→ Tarefa:
Reproduza na íntegra o texto sobre os rotíferos, sem mudar nenhuma palavra nem sinal de pontuação.

→ Bloco de texto:

Os rotíferos são animais aquáticos, semelhantes a vermes, que preferem ambientes de água doce e solo úmido. Esses organismos complexos não são tão carismáticos quanto os tardígrados, outro animal microscópico, mas que também são conhecidos por suas habilidades extremas de sobrevivência, pois são capazes de resistir à desidratação, temperaturas congelantes, fome e baixos níveis de oxigênio. Ao reviver o rotífero, os cientistas demonstraram que essas criaturas são ainda mais resistentes do que se pensava anteriormente.
“Nosso relatório é a prova mais dura até hoje de que animais multicelulares podem suportar dezenas de milhares de anos em criptobiose, o estado de metabolismo quase completamente interrompido”, disse Stas Malavin, coautor do estudo, em um comunicado à imprensa. Malavin é biólogo do Laboratório de Criologia do Solo do Instituto de Problemas Físico-Químicos e Biológicos na Ciência do Solo em Pushchino, Rússia.
Os cientistas conseguiram reviver o rotífero e até produzir várias culturas de rotíferos secundários do mesmo indivíduo (os rotíferos se reproduzem assexuadamente em um processo conhecido como partenogênese). O avivamento relatado “constitui o caso mais longo relatado de sobrevivência de rotíferos em estado congelado”, de acordo com o jornal. A análise genética do espécime o identificou como pertencente ao gênero Adineta e se comparou muito bem a amostras vivas provenientes da Bélgica.
Para aprender mais sobre rotíferos e como eles são capazes de realizar esse truque, a equipe selecionou aleatoriamente 144 espécimes de rotíferos não relacionados e os manteve congelados a -15ºC por uma semana. Este experimento, embora de escopo limitado, mostrou que o antigo espécime de Adineta “não era significativamente mais tolerante ao congelamento do que as espécies contemporâneas”, como os cientistas escreveram em seu artigo.

→ Listagem de dados:
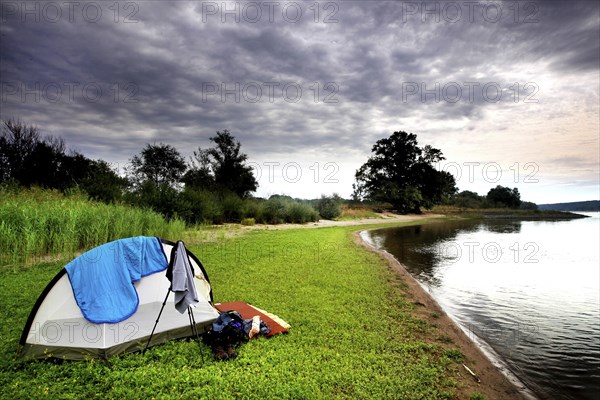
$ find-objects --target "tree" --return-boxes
[80,160,128,203]
[486,185,521,208]
[183,148,215,191]
[126,143,187,187]
[353,131,457,213]
[184,130,258,197]
[317,193,343,219]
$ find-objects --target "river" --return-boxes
[363,213,600,400]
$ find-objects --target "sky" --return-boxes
[0,0,600,204]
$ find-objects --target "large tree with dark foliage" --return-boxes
[353,131,457,213]
[127,143,187,187]
[486,185,521,208]
[184,130,258,197]
[0,119,126,198]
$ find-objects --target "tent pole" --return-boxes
[188,307,204,363]
[142,288,171,355]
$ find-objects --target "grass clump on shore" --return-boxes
[0,220,466,399]
[0,189,185,264]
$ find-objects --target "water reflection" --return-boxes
[368,214,600,399]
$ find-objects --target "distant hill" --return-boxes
[538,200,600,211]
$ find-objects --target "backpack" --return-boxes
[205,310,248,344]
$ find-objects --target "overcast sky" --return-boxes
[0,0,600,203]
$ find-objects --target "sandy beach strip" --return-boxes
[355,219,537,400]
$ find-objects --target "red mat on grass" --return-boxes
[215,301,288,337]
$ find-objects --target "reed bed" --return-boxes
[0,189,185,265]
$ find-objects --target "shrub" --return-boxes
[285,201,318,224]
[221,193,245,222]
[242,218,256,226]
[317,193,342,219]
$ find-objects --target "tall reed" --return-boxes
[0,188,185,265]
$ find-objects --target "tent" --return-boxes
[20,236,219,360]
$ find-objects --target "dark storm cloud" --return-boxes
[1,1,599,169]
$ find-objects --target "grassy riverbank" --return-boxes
[0,220,502,399]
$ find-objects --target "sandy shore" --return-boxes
[250,214,536,400]
[355,219,536,400]
[218,213,536,400]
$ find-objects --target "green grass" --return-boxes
[0,220,462,400]
[0,189,185,265]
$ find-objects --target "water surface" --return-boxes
[364,213,600,399]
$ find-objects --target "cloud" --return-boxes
[0,1,600,200]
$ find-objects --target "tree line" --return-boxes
[0,120,342,224]
[0,120,536,224]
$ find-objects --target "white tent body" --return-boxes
[21,241,219,360]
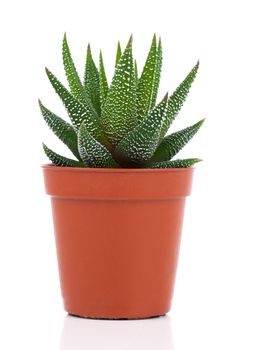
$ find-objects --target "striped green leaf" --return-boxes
[160,62,199,139]
[151,119,205,162]
[43,143,84,168]
[115,41,122,67]
[146,158,202,169]
[84,45,101,116]
[78,123,117,168]
[39,100,81,160]
[46,69,106,143]
[151,38,162,108]
[137,35,162,119]
[102,38,137,146]
[115,95,168,164]
[99,51,109,108]
[63,34,87,104]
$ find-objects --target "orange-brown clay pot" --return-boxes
[43,165,193,319]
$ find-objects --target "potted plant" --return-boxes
[39,35,203,319]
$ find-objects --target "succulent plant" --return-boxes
[39,35,204,168]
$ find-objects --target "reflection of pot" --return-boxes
[60,316,174,350]
[43,166,193,319]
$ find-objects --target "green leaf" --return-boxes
[151,119,205,162]
[160,62,199,139]
[63,34,87,104]
[137,34,162,120]
[102,38,137,146]
[134,60,139,87]
[43,143,84,168]
[78,123,117,168]
[146,158,202,169]
[115,95,168,164]
[46,68,105,142]
[84,45,101,116]
[39,100,81,160]
[99,51,109,108]
[115,41,122,68]
[151,38,162,108]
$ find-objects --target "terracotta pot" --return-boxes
[43,165,193,319]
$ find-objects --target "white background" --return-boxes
[0,0,261,350]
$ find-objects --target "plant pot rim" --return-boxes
[41,164,195,174]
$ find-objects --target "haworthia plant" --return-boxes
[39,35,204,168]
[101,37,137,146]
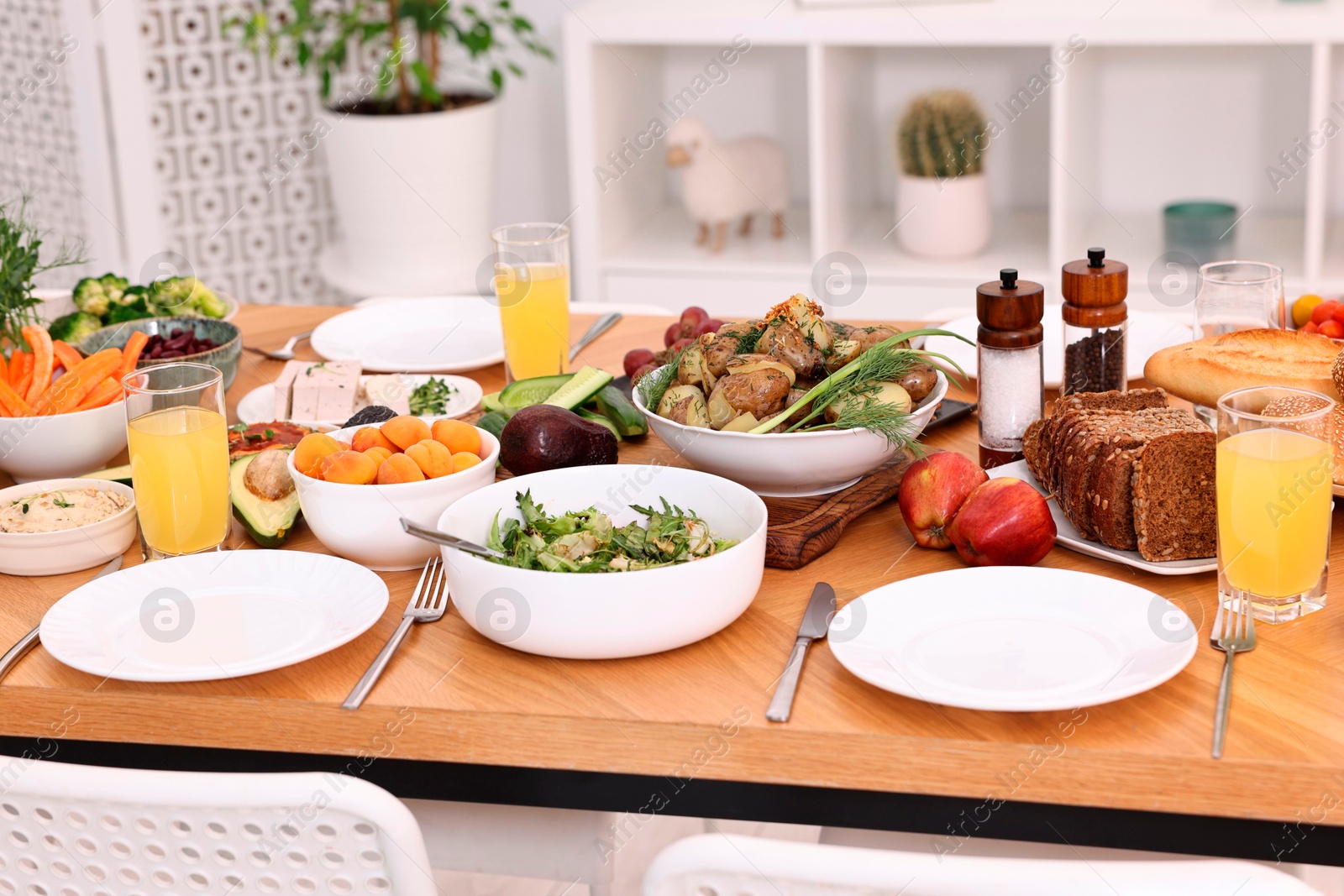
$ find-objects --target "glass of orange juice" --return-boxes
[1216,385,1335,623]
[121,363,231,560]
[491,224,570,381]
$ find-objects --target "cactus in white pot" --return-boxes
[895,90,990,258]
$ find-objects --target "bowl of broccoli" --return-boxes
[43,274,238,345]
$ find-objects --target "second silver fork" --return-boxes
[1208,595,1255,759]
[341,558,448,710]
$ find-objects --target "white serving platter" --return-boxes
[311,296,504,374]
[985,461,1218,575]
[237,374,482,428]
[828,567,1199,712]
[40,551,387,683]
[923,305,1191,388]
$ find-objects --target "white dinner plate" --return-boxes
[923,305,1191,388]
[828,567,1199,712]
[985,461,1218,575]
[40,551,387,681]
[238,374,482,428]
[309,296,504,374]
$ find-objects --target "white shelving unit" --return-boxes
[564,0,1344,317]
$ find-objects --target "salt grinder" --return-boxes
[976,267,1046,469]
[1059,249,1129,395]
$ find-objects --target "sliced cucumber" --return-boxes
[574,407,621,442]
[594,383,649,435]
[79,464,130,485]
[540,367,616,411]
[500,374,575,417]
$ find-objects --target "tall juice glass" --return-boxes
[123,364,230,560]
[491,224,570,381]
[1216,385,1335,623]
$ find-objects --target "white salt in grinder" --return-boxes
[976,267,1046,469]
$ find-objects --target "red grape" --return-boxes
[623,348,654,379]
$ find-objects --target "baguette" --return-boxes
[1144,329,1340,407]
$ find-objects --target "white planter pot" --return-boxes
[320,99,499,296]
[896,173,990,258]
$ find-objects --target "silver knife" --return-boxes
[0,556,121,679]
[764,582,836,721]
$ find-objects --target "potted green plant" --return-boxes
[896,90,990,258]
[224,0,554,294]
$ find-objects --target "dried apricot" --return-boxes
[406,439,453,479]
[378,454,425,485]
[294,432,341,478]
[318,451,378,485]
[349,426,396,454]
[383,414,428,451]
[430,421,481,454]
[453,451,481,473]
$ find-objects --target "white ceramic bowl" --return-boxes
[634,371,948,497]
[0,478,136,575]
[286,419,500,571]
[0,401,126,482]
[438,464,766,659]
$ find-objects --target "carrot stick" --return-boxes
[74,376,121,411]
[117,331,150,379]
[51,338,83,374]
[0,381,32,417]
[34,348,121,417]
[18,327,56,405]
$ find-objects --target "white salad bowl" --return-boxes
[634,371,948,497]
[0,401,126,482]
[285,421,500,571]
[0,478,136,575]
[438,464,766,659]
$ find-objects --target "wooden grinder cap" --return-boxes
[976,267,1046,348]
[1059,247,1129,327]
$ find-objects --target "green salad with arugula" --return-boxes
[486,490,737,572]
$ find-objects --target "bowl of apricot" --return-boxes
[286,417,500,571]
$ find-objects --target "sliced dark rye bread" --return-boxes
[1086,408,1208,551]
[1133,430,1218,562]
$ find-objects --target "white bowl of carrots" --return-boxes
[0,327,143,482]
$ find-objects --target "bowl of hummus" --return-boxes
[0,478,136,575]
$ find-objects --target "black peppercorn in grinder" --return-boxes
[1059,247,1129,395]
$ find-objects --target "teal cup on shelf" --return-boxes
[1163,202,1236,265]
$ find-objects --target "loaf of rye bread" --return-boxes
[1133,428,1218,562]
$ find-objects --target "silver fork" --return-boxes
[1208,595,1255,759]
[244,331,313,361]
[341,558,448,710]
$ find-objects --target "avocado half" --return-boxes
[228,448,298,548]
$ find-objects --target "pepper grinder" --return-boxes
[1059,247,1129,395]
[976,267,1046,469]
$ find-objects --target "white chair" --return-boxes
[643,834,1320,896]
[0,757,614,896]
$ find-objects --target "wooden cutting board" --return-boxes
[764,451,916,569]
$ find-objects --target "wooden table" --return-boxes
[0,307,1344,864]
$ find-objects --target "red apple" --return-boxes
[622,348,654,376]
[896,451,990,551]
[948,475,1055,567]
[690,317,723,338]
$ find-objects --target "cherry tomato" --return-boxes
[622,348,654,378]
[1312,298,1340,327]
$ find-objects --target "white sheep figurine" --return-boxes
[667,118,789,253]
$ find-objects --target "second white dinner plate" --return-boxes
[309,296,504,374]
[923,305,1191,388]
[40,551,387,681]
[985,461,1218,575]
[828,567,1199,712]
[237,374,482,428]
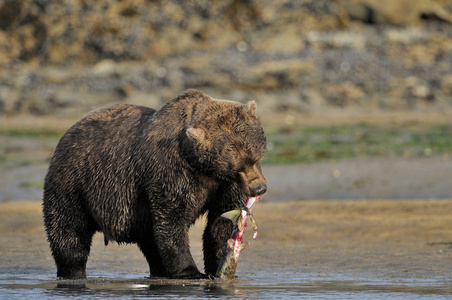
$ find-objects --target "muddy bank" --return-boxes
[0,199,452,284]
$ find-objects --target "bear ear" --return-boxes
[187,127,207,143]
[246,100,257,115]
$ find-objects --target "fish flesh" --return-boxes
[216,196,260,279]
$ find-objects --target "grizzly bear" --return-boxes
[43,90,267,279]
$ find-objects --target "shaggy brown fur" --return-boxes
[43,90,266,278]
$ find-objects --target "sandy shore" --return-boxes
[0,199,452,282]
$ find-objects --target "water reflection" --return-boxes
[0,278,452,299]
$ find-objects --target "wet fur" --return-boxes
[43,90,266,278]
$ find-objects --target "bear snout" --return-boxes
[250,183,267,197]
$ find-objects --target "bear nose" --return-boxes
[250,183,267,197]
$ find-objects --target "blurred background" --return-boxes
[0,0,452,201]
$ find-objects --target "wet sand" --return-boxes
[0,199,452,284]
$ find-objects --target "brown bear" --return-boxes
[43,90,267,279]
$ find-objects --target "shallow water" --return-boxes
[0,274,452,299]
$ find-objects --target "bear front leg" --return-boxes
[154,218,206,279]
[203,212,234,277]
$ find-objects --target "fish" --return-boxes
[216,196,260,279]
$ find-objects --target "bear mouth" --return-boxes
[245,196,261,209]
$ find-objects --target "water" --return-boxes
[0,274,452,299]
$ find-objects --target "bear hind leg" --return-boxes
[44,214,96,279]
[137,241,168,277]
[50,232,94,279]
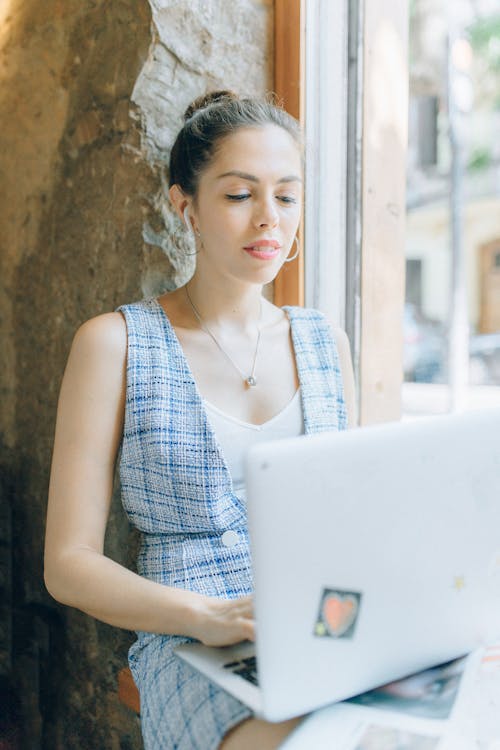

→ Resposta:
Os rotíferos são animais aquáticos, semelhantes a vermes, que preferem ambientes de água doce e solo úmido. Esses organismos complexos não são tão carismáticos quanto os tardígrados, outro animal microscópico, mas que também são conhecidos por suas habilidades extremas de sobrevivência, pois são capazes de resistir à desidratação, temperaturas congelantes, fome e baixos níveis de oxigênio. Ao reviver o rotífero, os cientistas demonstraram que essas criaturas são ainda mais resistentes do que se pensava anteriormente.
“Nosso relatório é a prova mais dura até hoje de que animais multicelulares podem suportar dezenas de milhares de anos em criptobiose, o estado de metabolismo quase completamente interrompido”, disse Stas Malavin, coautor do estudo, em um comunicado à imprensa. Malavin é biólogo do Laboratório de Criologia do Solo do Instituto de Problemas Físico-Químicos e Biológicos na Ciência do Solo em Pushchino, Rússia.
Os cientistas conseguiram reviver o rotífero e até produzir várias culturas de rotíferos secundários do mesmo indivíduo (os rotíferos se reproduzem assexuadamente em um processo conhecido como partenogênese). O avivamento relatado “constitui o caso mais longo relatado de sobrevivência de rotíferos em estado congelado”, de acordo com o jornal. A análise genética do espécime o identificou como pertencente ao gênero Adineta e se comparou muito bem a amostras vivas provenientes da Bélgica.
Para aprender mais sobre rotíferos e como eles são capazes de realizar esse truque, a equipe selecionou aleatoriamente 144 espécimes de rotíferos não relacionados e os manteve congelados a -15ºC por uma semana. Este experimento, embora de escopo limitado, mostrou que o antigo espécime de Adineta “não era significativamente mais tolerante ao congelamento do que as espécies contemporâneas”, como os cientistas escreveram em seu artigo.